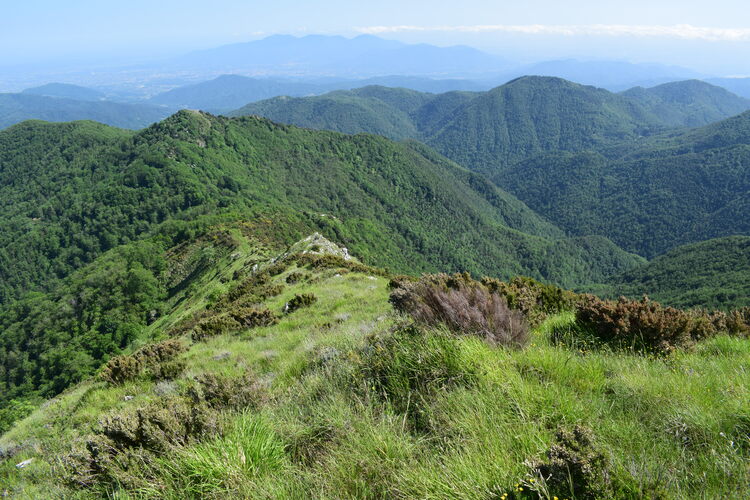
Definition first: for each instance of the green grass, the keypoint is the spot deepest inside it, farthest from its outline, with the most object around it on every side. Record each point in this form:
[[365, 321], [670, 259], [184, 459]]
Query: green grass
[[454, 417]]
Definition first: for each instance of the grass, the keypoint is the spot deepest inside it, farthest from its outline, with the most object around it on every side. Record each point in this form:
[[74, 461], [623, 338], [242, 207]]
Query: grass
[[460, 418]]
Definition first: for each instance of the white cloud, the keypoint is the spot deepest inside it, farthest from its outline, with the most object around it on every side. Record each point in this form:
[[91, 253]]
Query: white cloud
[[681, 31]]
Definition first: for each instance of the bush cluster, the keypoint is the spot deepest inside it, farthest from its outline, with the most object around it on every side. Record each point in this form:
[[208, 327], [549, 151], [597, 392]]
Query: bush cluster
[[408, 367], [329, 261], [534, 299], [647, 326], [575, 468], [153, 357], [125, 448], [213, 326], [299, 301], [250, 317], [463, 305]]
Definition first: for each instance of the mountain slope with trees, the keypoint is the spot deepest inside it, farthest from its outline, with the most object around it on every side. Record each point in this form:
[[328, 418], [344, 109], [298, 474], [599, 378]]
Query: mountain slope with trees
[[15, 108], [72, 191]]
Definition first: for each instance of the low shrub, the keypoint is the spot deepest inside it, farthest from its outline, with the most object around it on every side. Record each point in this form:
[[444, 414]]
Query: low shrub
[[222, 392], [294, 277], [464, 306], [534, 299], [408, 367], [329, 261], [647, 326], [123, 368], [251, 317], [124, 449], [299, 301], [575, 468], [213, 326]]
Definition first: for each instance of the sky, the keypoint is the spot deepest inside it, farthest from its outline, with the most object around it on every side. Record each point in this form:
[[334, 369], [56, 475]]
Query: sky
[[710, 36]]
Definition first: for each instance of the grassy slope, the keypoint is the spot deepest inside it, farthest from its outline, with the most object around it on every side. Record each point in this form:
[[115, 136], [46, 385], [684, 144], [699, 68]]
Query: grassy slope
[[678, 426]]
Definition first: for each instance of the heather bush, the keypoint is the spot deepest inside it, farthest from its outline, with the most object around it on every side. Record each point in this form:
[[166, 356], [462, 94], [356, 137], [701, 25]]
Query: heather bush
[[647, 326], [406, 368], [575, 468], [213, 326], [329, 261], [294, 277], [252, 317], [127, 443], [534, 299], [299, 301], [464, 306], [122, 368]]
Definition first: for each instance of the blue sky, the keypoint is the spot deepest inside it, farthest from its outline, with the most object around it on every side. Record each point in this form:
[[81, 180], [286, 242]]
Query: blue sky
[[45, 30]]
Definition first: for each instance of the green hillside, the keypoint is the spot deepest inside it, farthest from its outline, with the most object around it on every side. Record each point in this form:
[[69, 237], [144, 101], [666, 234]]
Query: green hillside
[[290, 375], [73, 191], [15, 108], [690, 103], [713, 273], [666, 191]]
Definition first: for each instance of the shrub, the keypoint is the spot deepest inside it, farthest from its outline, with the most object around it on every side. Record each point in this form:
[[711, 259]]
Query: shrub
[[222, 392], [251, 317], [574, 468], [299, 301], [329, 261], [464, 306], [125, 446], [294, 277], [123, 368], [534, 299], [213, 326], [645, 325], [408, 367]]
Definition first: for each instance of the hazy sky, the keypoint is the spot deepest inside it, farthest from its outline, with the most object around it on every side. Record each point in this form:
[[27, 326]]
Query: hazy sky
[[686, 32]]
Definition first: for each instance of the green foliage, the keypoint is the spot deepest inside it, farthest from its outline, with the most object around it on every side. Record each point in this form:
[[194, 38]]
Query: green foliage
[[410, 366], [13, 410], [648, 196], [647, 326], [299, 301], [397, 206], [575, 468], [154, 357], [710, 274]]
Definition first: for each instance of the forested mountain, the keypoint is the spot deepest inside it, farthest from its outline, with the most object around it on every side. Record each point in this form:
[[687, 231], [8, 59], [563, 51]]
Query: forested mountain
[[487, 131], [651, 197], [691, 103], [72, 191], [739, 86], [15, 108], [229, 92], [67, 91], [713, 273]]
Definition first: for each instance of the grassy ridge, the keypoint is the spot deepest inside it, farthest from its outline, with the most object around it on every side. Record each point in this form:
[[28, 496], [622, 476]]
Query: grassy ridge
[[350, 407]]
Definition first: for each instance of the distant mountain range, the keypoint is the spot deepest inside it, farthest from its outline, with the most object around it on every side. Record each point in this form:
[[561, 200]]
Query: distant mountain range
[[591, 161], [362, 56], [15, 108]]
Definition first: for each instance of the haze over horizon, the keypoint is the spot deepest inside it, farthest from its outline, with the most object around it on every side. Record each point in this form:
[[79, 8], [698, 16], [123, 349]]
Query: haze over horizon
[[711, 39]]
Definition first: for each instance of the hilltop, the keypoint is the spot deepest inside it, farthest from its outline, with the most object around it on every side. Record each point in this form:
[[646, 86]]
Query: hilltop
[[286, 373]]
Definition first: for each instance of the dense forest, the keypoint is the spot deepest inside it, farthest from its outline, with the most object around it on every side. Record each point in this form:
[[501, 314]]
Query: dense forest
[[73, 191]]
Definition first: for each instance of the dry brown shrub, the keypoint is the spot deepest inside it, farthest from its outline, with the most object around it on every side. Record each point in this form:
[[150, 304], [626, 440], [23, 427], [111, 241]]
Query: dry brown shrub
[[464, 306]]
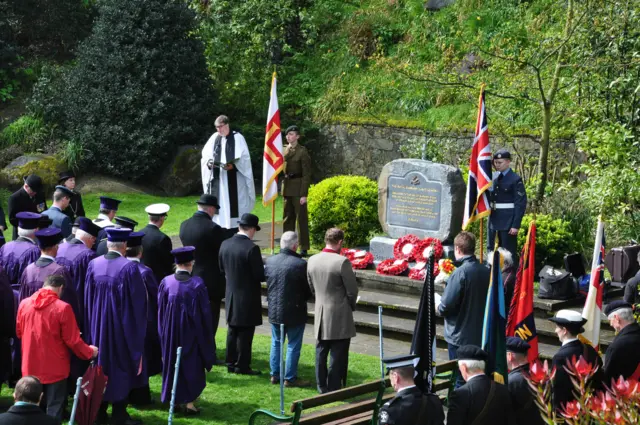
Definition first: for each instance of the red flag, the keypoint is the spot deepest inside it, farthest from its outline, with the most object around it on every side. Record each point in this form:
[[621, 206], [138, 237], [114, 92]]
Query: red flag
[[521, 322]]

Exercise details —
From the opening line of the listing above through the line bearing "Definition first: for each instance of the sky, the", repeat each line exactly. Drop every picture.

Solution to this problem —
Definition first: for each instance of the green grass, the keypoint is the spot deepest inside it, farthest from its outline, with the most object around it on every side. Record each point in this form:
[[365, 321], [670, 259], [184, 459]]
Query: green grass
[[454, 417]]
Definition first: for each instance of the grass, the keypoint is the spot deepest inside it, farthest from its outline, with the most object around it on every side. Record each point in this form:
[[74, 461], [623, 338], [242, 207]]
Query: grass
[[460, 418]]
Definition first: for each instance of the white cloud, the keypoint is the spot deepest inside it, farthest from its outline, with the most object around it on every side. Record each point in this form:
[[91, 253]]
Query: white cloud
[[681, 31]]
Definition first: for each instance of the bush cluster, the keypoint is the spot deepest inside it, farthest from its outline, with the most object around it on every side. Record each point in this form:
[[208, 327], [549, 151], [597, 392]]
Query: bush cluster
[[408, 367], [329, 261], [534, 299], [647, 326], [575, 468], [153, 357], [125, 448], [213, 326], [299, 301], [250, 317], [463, 305]]
Definition first: for each instance of the mountain slope with trees, the keypoint is the spot deepest inside it, farthest from its outline, with the most object around it on every side. Record each point in this form:
[[328, 418], [344, 109], [298, 474], [599, 378]]
Query: mountain slope with trees
[[15, 108], [72, 191]]
Definition first: for each instance of the low shrub, the keypoint is the spot deepest inside it, farthest from its outline, with the most object around it on every side. Record each point in this form:
[[444, 414]]
Query: low shrub
[[222, 392], [294, 277], [464, 306], [534, 299], [408, 367], [329, 261], [647, 326], [123, 368], [251, 317], [124, 449], [299, 301], [575, 468], [213, 326]]
Definition first: for each instance of the sky, the keypoint is the spot deepest inside it, farthest from its outline, with the most object around it on every side. Record each point in this form:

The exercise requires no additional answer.